Exercise description: Reproduce the items verbatim from the line with "Your task: scan for sign" through the end of the items.

Input data:
━━━━━━━━━━━━━━━━━━━━
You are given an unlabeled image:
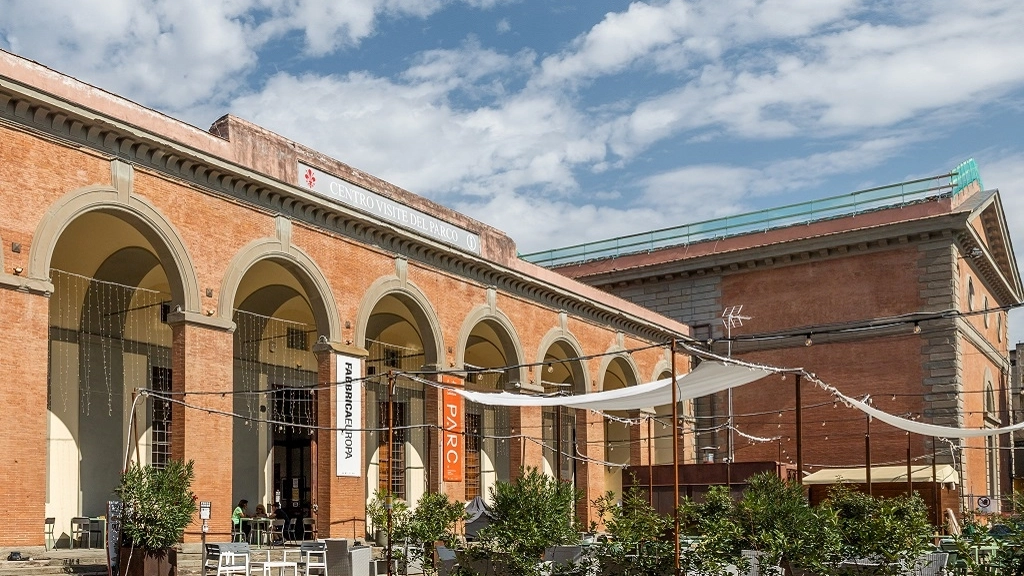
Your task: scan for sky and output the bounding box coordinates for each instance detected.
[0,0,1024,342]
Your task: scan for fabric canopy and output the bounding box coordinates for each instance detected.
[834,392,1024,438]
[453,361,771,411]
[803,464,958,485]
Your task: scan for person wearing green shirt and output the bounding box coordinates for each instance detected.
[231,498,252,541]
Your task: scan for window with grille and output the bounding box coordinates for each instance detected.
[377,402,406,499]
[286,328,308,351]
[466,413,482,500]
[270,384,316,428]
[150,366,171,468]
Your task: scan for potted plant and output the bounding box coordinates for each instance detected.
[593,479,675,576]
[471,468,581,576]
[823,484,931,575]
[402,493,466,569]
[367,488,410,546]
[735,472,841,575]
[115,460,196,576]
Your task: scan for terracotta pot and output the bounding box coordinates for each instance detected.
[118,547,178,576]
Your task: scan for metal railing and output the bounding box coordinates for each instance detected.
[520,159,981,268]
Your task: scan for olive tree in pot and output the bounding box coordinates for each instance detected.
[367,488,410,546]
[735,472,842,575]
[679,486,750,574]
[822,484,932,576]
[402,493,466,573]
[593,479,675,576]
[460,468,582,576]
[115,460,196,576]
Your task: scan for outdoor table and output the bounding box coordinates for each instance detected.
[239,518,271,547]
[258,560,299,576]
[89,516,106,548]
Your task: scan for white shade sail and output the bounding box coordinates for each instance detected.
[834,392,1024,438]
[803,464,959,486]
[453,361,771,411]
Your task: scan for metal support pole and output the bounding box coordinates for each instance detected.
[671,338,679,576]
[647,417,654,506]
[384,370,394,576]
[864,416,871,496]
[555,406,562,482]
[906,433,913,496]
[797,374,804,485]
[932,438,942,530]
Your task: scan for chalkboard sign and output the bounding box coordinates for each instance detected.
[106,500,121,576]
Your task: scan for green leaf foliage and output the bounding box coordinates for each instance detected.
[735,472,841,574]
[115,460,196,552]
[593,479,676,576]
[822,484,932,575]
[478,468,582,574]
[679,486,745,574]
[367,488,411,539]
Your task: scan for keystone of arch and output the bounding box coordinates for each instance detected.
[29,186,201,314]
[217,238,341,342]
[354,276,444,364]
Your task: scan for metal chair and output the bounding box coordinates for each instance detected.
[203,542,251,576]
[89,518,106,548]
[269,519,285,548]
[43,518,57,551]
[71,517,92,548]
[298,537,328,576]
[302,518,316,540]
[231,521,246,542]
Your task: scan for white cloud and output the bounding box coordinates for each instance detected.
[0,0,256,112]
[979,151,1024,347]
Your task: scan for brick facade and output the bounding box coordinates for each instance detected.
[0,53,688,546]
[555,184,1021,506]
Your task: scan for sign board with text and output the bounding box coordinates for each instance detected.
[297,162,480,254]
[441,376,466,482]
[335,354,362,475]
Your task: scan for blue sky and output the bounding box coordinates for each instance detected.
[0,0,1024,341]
━━━━━━━━━━━━━━━━━━━━
Exercise result:
Your task: scan for sign board with text and output the bounding box coordinates for each instance detected.
[297,162,480,254]
[441,376,466,482]
[335,354,362,475]
Your task: scan for blue sky and output the bounding box coordinates for each instance detected.
[0,0,1024,341]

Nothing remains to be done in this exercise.